_Work order_
In the entries below, find the line with "positive clicks: (702, 558)" and print exactly every line from there up to and including the line with "positive clicks: (332, 461)", with no other lines.

_Dataset records_
☆ ☆ ☆ ☆ ☆ ☆ ☆
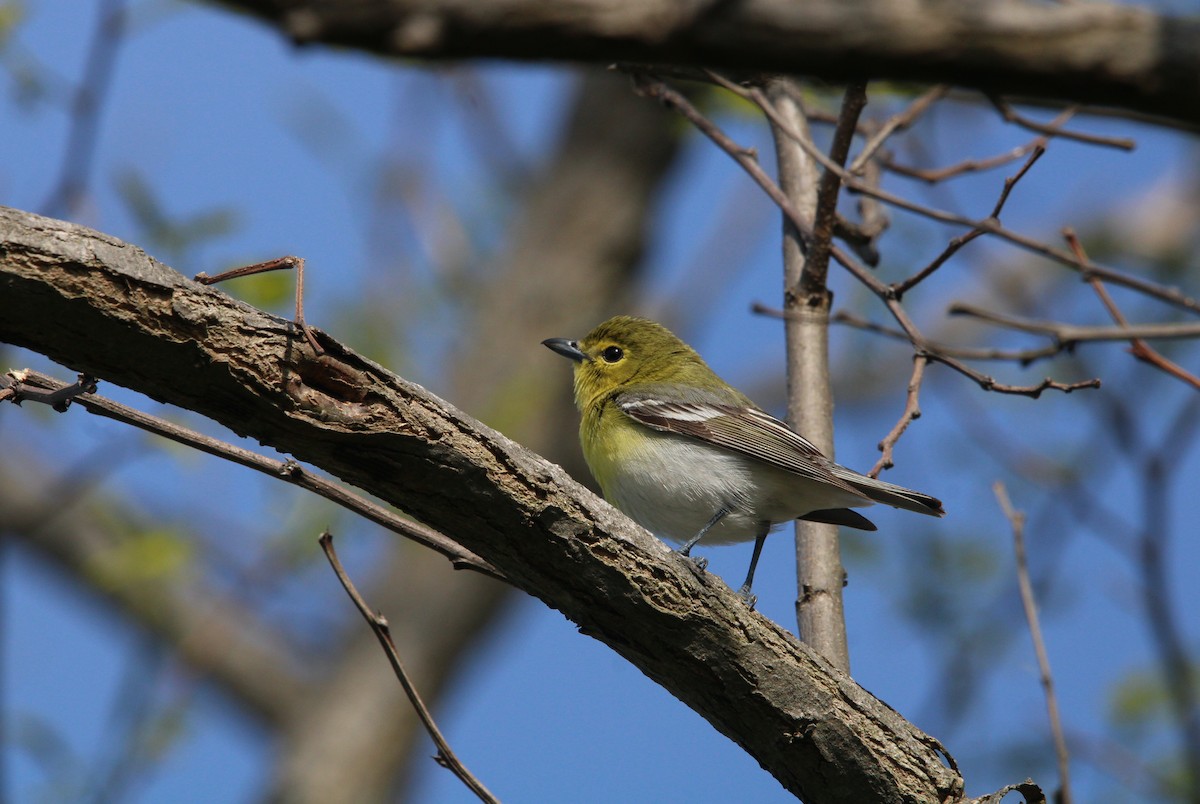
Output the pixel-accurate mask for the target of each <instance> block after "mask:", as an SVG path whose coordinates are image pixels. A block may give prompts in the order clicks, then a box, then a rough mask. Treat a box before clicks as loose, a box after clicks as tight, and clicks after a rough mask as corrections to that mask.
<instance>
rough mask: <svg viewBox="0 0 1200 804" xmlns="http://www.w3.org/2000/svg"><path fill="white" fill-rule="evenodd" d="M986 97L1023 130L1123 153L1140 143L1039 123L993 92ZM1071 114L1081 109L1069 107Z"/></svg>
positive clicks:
☆ ☆ ☆ ☆ ☆ ☆ ☆
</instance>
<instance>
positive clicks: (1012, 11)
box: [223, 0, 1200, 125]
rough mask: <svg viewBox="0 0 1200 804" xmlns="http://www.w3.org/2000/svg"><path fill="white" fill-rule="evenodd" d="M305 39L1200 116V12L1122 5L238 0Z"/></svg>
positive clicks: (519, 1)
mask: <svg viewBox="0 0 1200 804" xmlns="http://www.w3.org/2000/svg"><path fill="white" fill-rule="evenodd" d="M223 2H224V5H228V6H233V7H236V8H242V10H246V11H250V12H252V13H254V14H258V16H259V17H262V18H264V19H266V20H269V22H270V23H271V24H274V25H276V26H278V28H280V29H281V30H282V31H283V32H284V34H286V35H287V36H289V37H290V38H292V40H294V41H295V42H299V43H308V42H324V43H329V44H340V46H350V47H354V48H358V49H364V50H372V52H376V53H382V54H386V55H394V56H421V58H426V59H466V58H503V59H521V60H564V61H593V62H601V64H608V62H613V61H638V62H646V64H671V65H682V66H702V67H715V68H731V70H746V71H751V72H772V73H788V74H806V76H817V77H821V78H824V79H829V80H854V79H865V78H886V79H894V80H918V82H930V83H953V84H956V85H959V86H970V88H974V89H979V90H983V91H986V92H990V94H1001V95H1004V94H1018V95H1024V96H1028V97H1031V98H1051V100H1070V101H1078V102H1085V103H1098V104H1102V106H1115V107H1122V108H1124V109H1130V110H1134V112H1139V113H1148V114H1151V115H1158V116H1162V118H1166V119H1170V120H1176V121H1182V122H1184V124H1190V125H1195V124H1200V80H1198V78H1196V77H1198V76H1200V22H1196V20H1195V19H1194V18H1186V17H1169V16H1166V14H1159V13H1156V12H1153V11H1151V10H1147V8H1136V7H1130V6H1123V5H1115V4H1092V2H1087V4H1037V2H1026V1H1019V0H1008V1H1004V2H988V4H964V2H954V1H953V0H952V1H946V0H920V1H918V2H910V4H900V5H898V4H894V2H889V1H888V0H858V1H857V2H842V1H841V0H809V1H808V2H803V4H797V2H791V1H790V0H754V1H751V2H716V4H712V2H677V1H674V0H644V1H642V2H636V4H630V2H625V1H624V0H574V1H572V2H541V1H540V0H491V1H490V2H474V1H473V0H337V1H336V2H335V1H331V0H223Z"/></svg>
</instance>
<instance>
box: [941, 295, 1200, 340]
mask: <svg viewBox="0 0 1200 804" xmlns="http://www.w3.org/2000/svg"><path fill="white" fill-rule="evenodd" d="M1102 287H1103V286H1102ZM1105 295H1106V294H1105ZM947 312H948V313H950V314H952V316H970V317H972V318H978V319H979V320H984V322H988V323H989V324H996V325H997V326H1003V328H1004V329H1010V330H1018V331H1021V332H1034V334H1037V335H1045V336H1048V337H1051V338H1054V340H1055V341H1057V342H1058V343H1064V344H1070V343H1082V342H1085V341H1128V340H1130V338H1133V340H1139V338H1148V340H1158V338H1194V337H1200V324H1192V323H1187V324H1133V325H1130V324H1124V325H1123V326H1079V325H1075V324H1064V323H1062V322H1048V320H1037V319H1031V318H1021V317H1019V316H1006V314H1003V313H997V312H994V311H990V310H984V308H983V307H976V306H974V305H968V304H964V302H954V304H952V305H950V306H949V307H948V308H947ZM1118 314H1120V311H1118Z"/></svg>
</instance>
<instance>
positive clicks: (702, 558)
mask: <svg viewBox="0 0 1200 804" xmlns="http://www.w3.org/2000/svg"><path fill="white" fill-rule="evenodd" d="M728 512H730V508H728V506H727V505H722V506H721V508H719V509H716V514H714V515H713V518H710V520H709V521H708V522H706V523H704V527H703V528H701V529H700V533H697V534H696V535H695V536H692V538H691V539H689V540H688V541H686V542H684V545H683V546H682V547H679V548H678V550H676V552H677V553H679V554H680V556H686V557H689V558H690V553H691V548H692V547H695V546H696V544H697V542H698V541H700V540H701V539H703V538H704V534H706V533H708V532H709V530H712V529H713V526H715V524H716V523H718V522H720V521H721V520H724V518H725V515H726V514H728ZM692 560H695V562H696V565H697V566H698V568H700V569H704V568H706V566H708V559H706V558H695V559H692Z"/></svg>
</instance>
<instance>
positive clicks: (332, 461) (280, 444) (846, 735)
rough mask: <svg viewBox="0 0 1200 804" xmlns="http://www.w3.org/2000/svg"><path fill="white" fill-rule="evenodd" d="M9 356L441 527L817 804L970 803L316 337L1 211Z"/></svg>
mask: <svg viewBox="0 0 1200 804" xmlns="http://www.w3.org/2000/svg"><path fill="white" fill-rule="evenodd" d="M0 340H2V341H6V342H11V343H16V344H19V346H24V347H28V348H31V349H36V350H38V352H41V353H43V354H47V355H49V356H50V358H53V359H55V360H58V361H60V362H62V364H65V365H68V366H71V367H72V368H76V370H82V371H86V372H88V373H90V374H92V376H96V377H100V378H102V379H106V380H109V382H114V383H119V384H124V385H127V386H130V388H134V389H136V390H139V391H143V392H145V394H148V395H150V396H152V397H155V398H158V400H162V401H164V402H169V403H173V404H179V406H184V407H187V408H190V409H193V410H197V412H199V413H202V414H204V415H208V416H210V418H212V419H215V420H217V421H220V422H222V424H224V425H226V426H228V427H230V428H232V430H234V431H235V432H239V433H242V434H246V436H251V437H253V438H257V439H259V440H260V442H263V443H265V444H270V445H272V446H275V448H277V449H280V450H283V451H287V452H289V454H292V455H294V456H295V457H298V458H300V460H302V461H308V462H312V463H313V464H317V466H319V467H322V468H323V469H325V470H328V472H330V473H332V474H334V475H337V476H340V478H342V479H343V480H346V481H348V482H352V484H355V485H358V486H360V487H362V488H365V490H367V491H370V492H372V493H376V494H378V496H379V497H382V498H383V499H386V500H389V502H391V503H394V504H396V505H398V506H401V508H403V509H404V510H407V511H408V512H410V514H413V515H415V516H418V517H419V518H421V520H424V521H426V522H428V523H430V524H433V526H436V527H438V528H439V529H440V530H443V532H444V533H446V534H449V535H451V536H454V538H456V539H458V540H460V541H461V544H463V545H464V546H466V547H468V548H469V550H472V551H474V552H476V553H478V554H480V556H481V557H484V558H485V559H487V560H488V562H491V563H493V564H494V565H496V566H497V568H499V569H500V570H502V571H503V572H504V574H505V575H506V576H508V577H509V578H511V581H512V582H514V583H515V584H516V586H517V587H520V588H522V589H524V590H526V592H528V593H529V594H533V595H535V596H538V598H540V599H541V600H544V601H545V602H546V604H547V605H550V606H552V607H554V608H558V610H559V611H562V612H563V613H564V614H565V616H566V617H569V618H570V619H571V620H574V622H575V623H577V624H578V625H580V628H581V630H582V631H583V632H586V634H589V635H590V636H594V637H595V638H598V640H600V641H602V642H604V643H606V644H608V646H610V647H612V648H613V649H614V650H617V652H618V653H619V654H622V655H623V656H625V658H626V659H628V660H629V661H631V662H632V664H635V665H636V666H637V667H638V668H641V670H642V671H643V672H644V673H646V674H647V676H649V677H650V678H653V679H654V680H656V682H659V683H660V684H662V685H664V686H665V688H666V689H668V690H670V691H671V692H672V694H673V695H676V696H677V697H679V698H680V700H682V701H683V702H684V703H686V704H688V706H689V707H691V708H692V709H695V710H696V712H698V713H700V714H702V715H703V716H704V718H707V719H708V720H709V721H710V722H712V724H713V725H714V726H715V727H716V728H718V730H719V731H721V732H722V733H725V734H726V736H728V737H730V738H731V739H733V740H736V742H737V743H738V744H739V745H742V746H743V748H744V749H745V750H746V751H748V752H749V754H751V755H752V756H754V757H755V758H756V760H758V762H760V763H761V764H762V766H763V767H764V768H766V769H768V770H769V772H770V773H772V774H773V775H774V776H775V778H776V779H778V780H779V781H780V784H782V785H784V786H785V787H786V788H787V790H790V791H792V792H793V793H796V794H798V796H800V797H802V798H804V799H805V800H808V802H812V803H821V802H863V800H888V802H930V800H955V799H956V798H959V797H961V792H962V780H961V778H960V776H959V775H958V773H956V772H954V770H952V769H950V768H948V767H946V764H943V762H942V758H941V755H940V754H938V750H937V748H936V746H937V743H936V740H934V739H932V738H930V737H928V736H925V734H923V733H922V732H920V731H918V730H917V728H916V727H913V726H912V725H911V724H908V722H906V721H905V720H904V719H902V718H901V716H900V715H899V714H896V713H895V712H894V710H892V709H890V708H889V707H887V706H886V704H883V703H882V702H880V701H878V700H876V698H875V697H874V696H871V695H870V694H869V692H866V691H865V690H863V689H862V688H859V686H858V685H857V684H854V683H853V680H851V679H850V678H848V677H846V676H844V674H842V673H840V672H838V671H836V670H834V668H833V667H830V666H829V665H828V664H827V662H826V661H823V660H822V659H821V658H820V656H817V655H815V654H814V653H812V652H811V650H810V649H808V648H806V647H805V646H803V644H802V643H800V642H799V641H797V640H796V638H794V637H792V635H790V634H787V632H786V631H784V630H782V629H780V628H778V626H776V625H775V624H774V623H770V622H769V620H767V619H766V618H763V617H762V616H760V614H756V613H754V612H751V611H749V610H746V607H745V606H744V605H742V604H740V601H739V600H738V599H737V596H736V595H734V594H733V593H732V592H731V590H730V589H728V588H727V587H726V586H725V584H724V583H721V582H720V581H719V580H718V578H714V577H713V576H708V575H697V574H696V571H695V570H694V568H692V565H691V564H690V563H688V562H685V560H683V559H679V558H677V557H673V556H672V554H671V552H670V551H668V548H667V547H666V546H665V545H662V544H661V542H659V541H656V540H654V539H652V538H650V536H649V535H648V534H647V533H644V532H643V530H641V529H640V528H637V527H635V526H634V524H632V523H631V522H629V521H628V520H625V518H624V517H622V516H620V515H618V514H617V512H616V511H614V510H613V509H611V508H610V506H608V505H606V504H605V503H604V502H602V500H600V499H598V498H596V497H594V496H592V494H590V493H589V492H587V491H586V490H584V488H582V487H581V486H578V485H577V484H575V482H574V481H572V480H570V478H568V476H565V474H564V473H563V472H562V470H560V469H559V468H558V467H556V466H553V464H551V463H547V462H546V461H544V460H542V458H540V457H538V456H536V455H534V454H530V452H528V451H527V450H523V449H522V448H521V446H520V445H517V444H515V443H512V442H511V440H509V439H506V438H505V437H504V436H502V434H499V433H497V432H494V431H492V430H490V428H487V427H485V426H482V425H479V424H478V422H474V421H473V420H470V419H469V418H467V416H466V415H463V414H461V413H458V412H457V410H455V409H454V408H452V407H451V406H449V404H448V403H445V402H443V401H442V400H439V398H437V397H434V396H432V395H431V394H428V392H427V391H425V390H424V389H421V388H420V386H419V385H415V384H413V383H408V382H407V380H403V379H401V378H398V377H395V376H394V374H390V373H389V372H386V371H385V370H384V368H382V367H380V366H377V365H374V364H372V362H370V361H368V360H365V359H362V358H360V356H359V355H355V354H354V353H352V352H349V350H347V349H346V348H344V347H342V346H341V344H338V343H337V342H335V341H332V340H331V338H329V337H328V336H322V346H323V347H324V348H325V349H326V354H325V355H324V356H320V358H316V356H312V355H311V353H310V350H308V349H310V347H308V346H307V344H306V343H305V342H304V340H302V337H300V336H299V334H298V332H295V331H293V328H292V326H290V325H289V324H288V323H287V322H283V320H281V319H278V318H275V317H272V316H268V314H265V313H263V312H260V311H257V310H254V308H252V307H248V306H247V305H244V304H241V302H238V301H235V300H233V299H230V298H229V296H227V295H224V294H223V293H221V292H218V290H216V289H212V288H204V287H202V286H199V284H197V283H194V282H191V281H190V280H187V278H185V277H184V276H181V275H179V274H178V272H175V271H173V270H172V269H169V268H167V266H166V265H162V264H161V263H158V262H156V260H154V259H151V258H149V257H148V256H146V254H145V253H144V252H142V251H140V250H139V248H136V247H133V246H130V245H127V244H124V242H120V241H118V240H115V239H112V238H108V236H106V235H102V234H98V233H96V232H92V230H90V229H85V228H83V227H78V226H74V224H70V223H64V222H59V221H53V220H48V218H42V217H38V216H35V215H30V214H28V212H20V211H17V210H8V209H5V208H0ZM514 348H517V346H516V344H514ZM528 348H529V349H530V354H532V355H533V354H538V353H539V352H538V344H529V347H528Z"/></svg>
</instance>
☆ ☆ ☆ ☆ ☆ ☆ ☆
_Task solution_
positive clicks: (702, 558)
mask: <svg viewBox="0 0 1200 804" xmlns="http://www.w3.org/2000/svg"><path fill="white" fill-rule="evenodd" d="M728 512H730V508H728V506H727V505H722V506H721V508H719V509H716V514H714V515H713V518H710V520H709V521H708V522H706V523H704V527H703V528H701V529H700V533H697V534H696V535H695V536H692V538H691V539H689V540H688V541H686V542H684V545H683V546H682V547H679V548H678V550H676V552H677V553H679V554H680V556H686V557H689V558H690V553H691V548H692V547H695V546H696V544H697V542H698V541H700V540H701V539H703V538H704V534H706V533H708V532H709V530H712V529H713V526H715V524H716V523H718V522H720V521H721V520H724V518H725V515H726V514H728ZM692 560H695V562H696V565H697V566H698V568H700V569H704V568H706V566H708V559H706V558H695V559H692Z"/></svg>
</instance>
<instance>
positive clicks: (332, 461) (280, 444) (846, 735)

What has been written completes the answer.